Prompt 1 -
Could you rewrite the rows in the stretch from the line containing "Target: white cloud" through the end of the rows, putting "cloudlet" in place of every "cloud" and leaving everything else unchanged?

The attention mechanism is essential in identifying targets as it enables the model to concentrate on crucial parts of images, thereby improving accuracy and efficiency in detection. Hou et al. [6] proposed a CA mechanism that integrates position information into channel attention. In more detail, CA decomposes channel attention into two one-dimensional feature encoding processes that aggregate features along two spatial directions, respectively. This allows for capturing remote dependencies in one spatial direction while maintaining accurate location information in the other spatial direction. The resulting feature maps are then encoded as a pair of direction-aware and position-sensitive attention maps, respectively, which can be applied complementarily to the input feature maps to enhance the representation of the object of interest. In addition, CA has the property of portability and can be flexibly embedded into CNN. Considering collectively, we choose it as our attention mechanism component to be introduced into the YOLOv5 network in this experiment. The specific operation of CA is divided into two steps: coordinate information embedding and CA generation. Figure 6 shows the structure of the CA block.

Recorded data -
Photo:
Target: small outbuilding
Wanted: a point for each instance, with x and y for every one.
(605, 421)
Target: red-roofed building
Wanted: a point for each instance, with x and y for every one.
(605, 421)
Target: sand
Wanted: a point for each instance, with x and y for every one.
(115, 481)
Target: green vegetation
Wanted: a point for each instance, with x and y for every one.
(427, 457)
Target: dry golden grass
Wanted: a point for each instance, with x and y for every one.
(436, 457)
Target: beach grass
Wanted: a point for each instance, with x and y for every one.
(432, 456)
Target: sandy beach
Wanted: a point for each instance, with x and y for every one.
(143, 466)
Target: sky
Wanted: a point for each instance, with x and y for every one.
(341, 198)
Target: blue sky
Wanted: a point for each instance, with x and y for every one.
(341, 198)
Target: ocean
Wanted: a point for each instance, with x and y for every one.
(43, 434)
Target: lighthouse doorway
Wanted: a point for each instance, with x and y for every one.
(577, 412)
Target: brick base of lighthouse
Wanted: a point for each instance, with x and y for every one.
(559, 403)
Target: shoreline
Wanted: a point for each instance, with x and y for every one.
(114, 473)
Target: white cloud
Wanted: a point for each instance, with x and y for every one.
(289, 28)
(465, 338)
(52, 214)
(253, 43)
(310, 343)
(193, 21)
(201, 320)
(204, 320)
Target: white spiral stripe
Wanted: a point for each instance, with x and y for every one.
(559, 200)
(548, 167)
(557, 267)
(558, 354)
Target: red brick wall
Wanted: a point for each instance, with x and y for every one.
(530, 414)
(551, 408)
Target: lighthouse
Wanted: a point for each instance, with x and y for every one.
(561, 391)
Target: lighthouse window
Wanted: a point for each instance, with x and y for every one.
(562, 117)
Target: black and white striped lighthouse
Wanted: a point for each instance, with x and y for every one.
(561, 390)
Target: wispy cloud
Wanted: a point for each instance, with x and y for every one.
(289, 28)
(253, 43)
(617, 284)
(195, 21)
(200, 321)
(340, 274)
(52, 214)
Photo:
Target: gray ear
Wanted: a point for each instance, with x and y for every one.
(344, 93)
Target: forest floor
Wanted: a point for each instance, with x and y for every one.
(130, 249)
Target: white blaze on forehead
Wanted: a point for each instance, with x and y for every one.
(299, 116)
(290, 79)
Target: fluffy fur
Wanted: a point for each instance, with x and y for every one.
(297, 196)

Prompt 2 -
Can you go on with the passage on the coordinate attention mechanism, picking up after its last sentence?

Task result 1 -
Target: white cloudlet
Wanted: a point for each instance, with x and y for every one.
(289, 28)
(465, 338)
(52, 214)
(253, 43)
(310, 343)
(193, 21)
(201, 320)
(204, 320)
Target: white spiral stripe
Wanted: a point for each instance, with x and y for every one.
(559, 200)
(548, 167)
(557, 267)
(558, 354)
Target: red brick wall
Wanted: a point for each instance, with x and y for every one.
(530, 414)
(551, 408)
Target: lighthouse
Wanted: a point for each instance, with x and y for every one.
(561, 391)
Target: lighthouse window
Wanted: a point for each instance, with x and y for every one.
(562, 117)
Target: black and white striped lighthouse
Wanted: a point for each instance, with x and y for every one.
(561, 390)
Target: wispy cloudlet
Wanted: a point for each instance, with x and y for every one.
(289, 28)
(253, 43)
(617, 284)
(195, 21)
(200, 321)
(340, 274)
(52, 214)
Photo:
Target: gray ear
Wanted: a point for each instance, with x and y for every one.
(344, 93)
Target: forest floor
Wanted: a point for each instance, with x and y for every one.
(130, 249)
Target: white blaze on forehead
Wanted: a point for each instance, with x and y for every one.
(299, 116)
(290, 79)
Target: fluffy fur
Wanted: a point for each instance, with x and y for every one.
(297, 196)

Task result 2 -
Fig. 6
figure 6

Structure of the CA block. The terms ‘X-Aug-Pool’ and ‘Y-Aug-Pool’ refer to the one-dimensional horizontal and vertical global pools, respectively

3.2.1 Coordinate information embedding

The CA block is designed to obtain attention to the width and height of the image and encode the exact position information. First, the input feature map \(X\) is divided into two directions, height \(h\), and width \(w\), and is pooled globally to obtain the feature maps in both directions. Thus, the output of the \(c\) th channel with height \(h\) can be expressed as

$$ z_{c}^{h} \left( h \right) = \frac{1}{W}\sum\limits_{0 \le i < W} {x_{c} \left( {h,i} \right)} . $$
(1)

Similarly, the output of the \(c\)-th channel with width \(w\) can be written as

$$ z_{c}^{w} \left( w \right) = \frac{1}{H}\sum\limits_{0 \le j < H} {x_{c} \left( {j,w} \right)} . $$
(2)

3.2.2 CA generation

After the transformation in information embedding, the obtained feature maps in two directions are concatenated together. Then, a \(1 \times 1\) convolution kernel is used to convolve the concatenated feature maps. Further, the batch normalization of the convolved feature maps is performed to obtain the feature map \(F_{1}\), and the non-linear activation function is used to activate the feature map \(F_{1}\) to obtain the feature map \(f\). The above process can be expressed as follows:

$$ f = \delta \left( {F_{1} \left( {\left[ {z^{h} ,z^{w} } \right]} \right)} \right). $$
(3)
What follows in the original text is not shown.